Extrait:
Le mardi 16 janvier 2018, le gouvernement américain a annoncé le gel de l’aide qu’il verse à l’UNRWA, l’agence des Nations Unies pour les réfugiés palestiniens.
Jusqu’à présent, les Etats-Unis étaient les principaux bailleurs de l’agence, assurant le financement de 30 % des fonds. En 2017, l’aide américaine s’était élevée à 350 millions de dollars. En ce début d’année, la première tranche de l’aide, 60 millions de dollars au lieu des 125 millions qui étaient prévus, a été versée afin de maintenir les activités de l’UNRWA à court terme. Heather Nauert, la porte-parole du département d’Etat de l’administration Trump, a précisé que l’aide n’était pas annulée mais seulement gelée, et que cette mesure ne devait pas être interprétée comme une sanction à l’encontre des autorités palestiniennes, mais plutôt une invitation à réformer le fonctionnement de l’agence et à repartir plus équitablement son financement.
Le commissaire général de l’UNRWA, Pierre Krähenbühl a déclaré que cette décision marquait la plus grande crise financière de l’histoire de l’agence onusienne, qui accusait déjà un déficit de plus de 150millions de dollars. L’UNRWA a en effet la particularité de voir ses besoins croître chaque année à mesure que la population des réfugiés de Palestine augmente, les enfants de réfugiés étant également considérés comme des réfugiés. Sans cette aide, le maintien des activités de l’UNRWA est menacé. Pierre Krähenbühl alerte sur le risque de mettre fin à des services vitaux et nécessaires pour le maintien de la dignité des réfugiés palestiniens les plus vulnérables.
Cette actualité est relayée par le média IRIN news, plate-forme indépendante qui propose des informations sur les crises humanitaires afin d’initier des processus de réponses éclairés et plus efficaces.
Qu’est-ce que l’UNRWA ?

Exercice proposé A: Résumez l'extrait en deux phrases.
L'extrait et la liste proviennent de sources différentes.

Données fournies:
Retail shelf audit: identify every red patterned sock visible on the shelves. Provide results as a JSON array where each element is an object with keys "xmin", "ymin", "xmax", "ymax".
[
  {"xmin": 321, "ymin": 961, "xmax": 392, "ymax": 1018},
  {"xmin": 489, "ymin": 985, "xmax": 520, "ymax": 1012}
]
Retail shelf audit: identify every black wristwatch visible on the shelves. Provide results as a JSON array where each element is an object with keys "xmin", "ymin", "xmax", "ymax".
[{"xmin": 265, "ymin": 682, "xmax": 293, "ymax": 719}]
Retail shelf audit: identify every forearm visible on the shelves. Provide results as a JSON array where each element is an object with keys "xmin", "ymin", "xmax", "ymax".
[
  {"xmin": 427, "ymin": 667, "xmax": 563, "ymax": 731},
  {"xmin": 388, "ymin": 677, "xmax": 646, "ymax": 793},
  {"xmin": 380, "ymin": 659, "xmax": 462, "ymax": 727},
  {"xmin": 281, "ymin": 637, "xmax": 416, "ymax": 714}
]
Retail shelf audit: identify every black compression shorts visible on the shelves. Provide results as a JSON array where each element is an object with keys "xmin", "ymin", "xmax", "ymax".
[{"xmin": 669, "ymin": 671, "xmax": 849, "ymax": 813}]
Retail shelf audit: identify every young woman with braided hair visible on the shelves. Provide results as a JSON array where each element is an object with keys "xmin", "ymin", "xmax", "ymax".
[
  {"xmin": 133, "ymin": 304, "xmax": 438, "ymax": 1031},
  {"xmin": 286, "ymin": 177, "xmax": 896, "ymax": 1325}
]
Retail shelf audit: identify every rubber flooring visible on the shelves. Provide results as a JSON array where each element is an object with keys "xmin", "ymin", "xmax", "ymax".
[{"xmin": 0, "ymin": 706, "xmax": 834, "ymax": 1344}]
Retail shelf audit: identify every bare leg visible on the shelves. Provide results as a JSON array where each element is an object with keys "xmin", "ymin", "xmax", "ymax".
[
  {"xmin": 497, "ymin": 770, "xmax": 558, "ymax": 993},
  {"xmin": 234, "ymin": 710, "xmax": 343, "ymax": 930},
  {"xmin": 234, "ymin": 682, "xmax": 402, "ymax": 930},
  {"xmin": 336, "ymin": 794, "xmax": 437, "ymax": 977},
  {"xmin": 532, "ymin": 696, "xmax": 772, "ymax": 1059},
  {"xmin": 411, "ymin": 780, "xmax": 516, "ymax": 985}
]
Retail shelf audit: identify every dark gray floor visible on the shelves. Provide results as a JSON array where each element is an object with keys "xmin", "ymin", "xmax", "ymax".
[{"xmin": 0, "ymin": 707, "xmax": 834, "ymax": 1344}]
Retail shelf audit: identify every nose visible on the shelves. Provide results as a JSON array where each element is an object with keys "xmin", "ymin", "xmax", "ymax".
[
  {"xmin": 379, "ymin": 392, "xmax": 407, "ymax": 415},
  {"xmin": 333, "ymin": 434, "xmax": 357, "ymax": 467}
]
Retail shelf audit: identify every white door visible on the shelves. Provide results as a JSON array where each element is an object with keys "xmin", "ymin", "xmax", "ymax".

Exercice proposé B: Indiquez combien de lignes de la liste contiennent la chaîne "patterned", en donnant seulement le nombre.

Bonne réponse A: Le 16 janvier 2018, les États-Unis, jusque-là principaux bailleurs de l'UNRWA, ont annoncé le gel de leur aide à cette agence de l'ONU pour les réfugiés palestiniens, ne versant que 60 millions de dollars au lieu des 125 millions prévus pour la première tranche. Selon le commissaire général de l'agence, Pierre Krähenbühl, cette décision marque la plus grande crise financière de son histoire et menace des services vitaux pour les réfugiés palestiniens les plus vulnérables.

Bonne réponse B: 1